**TO DO:**
Reproduce word for word every line below, from the one containing "red fabric, and" through the one containing "column 103, row 237", with both of those lines included.

====== RECORDS TO USE

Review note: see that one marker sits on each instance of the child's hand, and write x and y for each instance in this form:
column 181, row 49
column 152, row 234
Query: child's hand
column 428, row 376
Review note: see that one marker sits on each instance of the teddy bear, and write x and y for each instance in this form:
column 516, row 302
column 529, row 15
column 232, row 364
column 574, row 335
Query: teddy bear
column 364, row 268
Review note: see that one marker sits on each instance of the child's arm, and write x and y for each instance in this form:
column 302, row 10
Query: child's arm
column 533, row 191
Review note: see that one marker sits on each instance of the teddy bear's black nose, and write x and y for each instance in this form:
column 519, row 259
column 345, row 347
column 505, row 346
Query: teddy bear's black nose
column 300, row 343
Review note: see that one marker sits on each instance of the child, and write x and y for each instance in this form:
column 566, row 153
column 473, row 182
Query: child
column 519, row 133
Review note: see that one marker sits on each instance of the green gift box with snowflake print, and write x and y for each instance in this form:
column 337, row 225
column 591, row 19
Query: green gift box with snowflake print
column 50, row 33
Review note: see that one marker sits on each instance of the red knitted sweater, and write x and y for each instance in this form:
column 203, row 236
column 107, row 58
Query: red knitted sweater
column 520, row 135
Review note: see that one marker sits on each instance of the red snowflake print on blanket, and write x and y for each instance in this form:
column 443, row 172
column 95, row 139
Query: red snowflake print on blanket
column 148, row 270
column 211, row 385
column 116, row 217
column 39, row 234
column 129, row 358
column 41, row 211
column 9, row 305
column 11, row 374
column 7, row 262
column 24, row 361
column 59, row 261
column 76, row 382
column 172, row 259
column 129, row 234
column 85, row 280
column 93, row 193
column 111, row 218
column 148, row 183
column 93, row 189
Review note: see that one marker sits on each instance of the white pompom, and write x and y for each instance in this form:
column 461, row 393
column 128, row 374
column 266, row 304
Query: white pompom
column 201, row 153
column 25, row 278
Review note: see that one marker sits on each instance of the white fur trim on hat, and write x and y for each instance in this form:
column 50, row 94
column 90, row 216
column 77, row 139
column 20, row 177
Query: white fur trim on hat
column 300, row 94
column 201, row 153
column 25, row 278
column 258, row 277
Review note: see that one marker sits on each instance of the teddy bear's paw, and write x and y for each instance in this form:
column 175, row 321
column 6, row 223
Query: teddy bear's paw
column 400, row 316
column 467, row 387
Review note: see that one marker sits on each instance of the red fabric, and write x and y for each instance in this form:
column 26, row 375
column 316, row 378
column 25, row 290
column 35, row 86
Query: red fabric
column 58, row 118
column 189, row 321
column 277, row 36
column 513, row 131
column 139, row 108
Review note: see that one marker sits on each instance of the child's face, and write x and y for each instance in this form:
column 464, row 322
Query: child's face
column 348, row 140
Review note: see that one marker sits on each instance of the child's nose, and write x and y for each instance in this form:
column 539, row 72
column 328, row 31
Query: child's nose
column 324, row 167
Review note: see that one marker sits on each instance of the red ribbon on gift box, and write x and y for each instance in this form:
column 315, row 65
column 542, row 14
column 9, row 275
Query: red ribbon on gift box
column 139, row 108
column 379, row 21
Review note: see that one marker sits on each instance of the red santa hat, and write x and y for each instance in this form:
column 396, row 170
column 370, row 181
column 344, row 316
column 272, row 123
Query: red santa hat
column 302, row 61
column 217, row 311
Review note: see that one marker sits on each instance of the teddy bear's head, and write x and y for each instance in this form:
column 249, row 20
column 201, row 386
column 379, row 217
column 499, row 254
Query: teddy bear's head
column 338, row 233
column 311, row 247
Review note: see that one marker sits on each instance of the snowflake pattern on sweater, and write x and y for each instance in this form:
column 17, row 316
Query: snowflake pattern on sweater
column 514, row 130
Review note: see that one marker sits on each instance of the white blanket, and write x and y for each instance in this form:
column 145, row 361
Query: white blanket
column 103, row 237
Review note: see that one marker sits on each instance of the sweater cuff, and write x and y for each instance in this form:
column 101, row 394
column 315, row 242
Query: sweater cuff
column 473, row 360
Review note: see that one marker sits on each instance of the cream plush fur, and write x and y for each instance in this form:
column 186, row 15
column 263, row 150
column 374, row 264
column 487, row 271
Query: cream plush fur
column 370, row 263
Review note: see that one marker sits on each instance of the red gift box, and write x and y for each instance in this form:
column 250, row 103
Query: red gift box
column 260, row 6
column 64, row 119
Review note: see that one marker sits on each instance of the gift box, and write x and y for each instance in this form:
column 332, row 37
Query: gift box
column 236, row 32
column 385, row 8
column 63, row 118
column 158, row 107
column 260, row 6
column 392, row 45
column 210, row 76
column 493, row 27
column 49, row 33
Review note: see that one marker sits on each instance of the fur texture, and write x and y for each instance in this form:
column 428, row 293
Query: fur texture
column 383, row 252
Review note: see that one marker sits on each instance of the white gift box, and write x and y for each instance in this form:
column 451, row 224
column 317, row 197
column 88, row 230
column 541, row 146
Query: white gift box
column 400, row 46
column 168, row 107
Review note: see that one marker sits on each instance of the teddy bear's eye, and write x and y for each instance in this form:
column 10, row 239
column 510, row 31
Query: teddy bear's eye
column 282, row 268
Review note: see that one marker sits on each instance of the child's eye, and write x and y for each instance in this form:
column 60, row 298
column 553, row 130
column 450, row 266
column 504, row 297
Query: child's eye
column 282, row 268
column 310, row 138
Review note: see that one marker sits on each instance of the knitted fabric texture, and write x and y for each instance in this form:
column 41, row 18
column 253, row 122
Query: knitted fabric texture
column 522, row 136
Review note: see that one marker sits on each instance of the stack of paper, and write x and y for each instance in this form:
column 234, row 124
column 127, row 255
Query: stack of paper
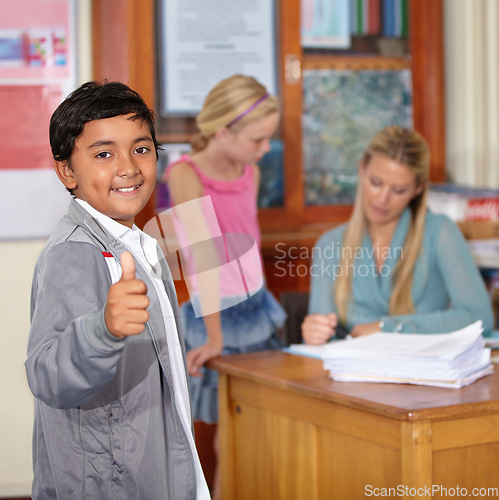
column 445, row 360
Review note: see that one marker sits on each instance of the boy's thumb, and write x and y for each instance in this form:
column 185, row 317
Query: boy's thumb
column 127, row 266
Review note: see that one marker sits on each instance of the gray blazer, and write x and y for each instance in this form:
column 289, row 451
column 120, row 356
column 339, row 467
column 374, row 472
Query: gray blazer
column 106, row 424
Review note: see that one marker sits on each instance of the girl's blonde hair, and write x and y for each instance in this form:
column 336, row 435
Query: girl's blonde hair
column 230, row 104
column 410, row 149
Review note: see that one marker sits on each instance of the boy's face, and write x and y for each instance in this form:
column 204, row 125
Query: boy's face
column 112, row 167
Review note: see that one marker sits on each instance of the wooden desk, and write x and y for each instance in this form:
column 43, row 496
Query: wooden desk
column 287, row 431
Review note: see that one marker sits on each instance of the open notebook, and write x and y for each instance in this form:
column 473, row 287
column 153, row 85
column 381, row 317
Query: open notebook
column 451, row 359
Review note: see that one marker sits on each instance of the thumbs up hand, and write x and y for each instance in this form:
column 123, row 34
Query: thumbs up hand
column 126, row 307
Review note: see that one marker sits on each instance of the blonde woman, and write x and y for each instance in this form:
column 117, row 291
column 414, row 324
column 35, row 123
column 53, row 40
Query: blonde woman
column 395, row 266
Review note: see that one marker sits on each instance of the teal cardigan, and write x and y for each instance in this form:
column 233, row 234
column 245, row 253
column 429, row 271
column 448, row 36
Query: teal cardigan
column 448, row 291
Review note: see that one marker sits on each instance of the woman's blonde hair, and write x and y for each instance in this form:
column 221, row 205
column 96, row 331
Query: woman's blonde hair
column 234, row 102
column 410, row 149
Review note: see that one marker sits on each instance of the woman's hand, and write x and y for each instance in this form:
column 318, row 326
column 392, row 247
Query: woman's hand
column 317, row 329
column 364, row 329
column 196, row 358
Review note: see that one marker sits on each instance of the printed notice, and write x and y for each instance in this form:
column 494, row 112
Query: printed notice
column 204, row 41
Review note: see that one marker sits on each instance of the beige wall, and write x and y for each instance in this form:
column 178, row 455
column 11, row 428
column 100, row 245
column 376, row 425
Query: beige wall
column 17, row 261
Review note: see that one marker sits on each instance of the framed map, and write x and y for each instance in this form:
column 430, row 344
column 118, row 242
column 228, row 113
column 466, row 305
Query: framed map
column 342, row 110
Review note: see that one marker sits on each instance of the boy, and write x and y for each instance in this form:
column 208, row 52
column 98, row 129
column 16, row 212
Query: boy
column 106, row 358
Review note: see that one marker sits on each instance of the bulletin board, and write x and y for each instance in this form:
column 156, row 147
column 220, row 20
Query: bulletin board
column 37, row 70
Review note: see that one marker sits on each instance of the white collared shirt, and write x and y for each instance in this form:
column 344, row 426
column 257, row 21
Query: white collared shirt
column 144, row 249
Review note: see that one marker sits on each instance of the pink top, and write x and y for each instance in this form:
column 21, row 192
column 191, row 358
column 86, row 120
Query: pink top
column 235, row 208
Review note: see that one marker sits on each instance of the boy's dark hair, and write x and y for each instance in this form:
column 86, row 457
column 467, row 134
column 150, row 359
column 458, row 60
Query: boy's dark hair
column 94, row 101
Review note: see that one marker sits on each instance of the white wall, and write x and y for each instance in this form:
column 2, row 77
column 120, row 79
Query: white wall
column 17, row 261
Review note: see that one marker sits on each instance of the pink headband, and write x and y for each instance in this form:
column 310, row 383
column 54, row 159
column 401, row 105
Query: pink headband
column 251, row 108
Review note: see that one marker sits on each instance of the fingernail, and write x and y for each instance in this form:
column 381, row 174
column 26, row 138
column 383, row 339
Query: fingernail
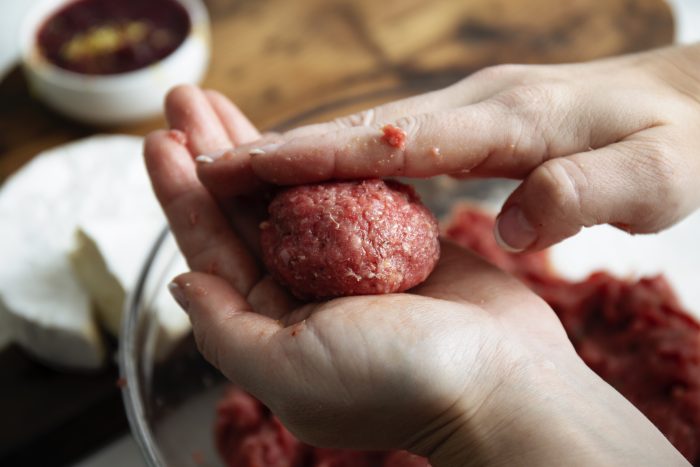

============

**RESPONSE BELOW:**
Review note: see that one marker sits on each instance of the red fabric, and write x and y for each instance in this form:
column 26, row 375
column 316, row 378
column 25, row 290
column 35, row 86
Query: red fabric
column 58, row 118
column 189, row 321
column 277, row 36
column 513, row 131
column 139, row 108
Review note: see that one marker sits on each instance of the child's face, and write x and y for each instance in this form:
column 464, row 322
Query: child's face
column 348, row 140
Review note: see that one marker sits on each instance of the child's nose, and write x and y for each instance in this form:
column 539, row 72
column 328, row 31
Query: child's nose
column 324, row 167
Review note: see that one marker sits on each instance of the red ribbon on gift box, and write x and y for each instance in this form:
column 315, row 65
column 542, row 14
column 9, row 275
Query: red ribbon on gift box
column 139, row 108
column 379, row 21
Review note: see that one marker sits on each instance of the red santa hat, and write x and y for each instance in this form:
column 396, row 170
column 370, row 181
column 344, row 316
column 272, row 123
Query: red santa hat
column 302, row 61
column 217, row 311
Review note: see that one marker sits on each instance of the teddy bear's head, and write x and y for each instance in this form:
column 249, row 20
column 201, row 386
column 379, row 217
column 499, row 254
Query: teddy bear's head
column 338, row 233
column 311, row 247
Review note: see that one marker sits on each instance of the snowflake pattern on sweater, and write x and y for each instance in this form:
column 17, row 316
Query: snowflake pattern on sweater
column 514, row 130
Review note: see that one marker sits on each instance of the white blanket, and write x and y for each instance in this form:
column 145, row 361
Query: white blanket
column 103, row 237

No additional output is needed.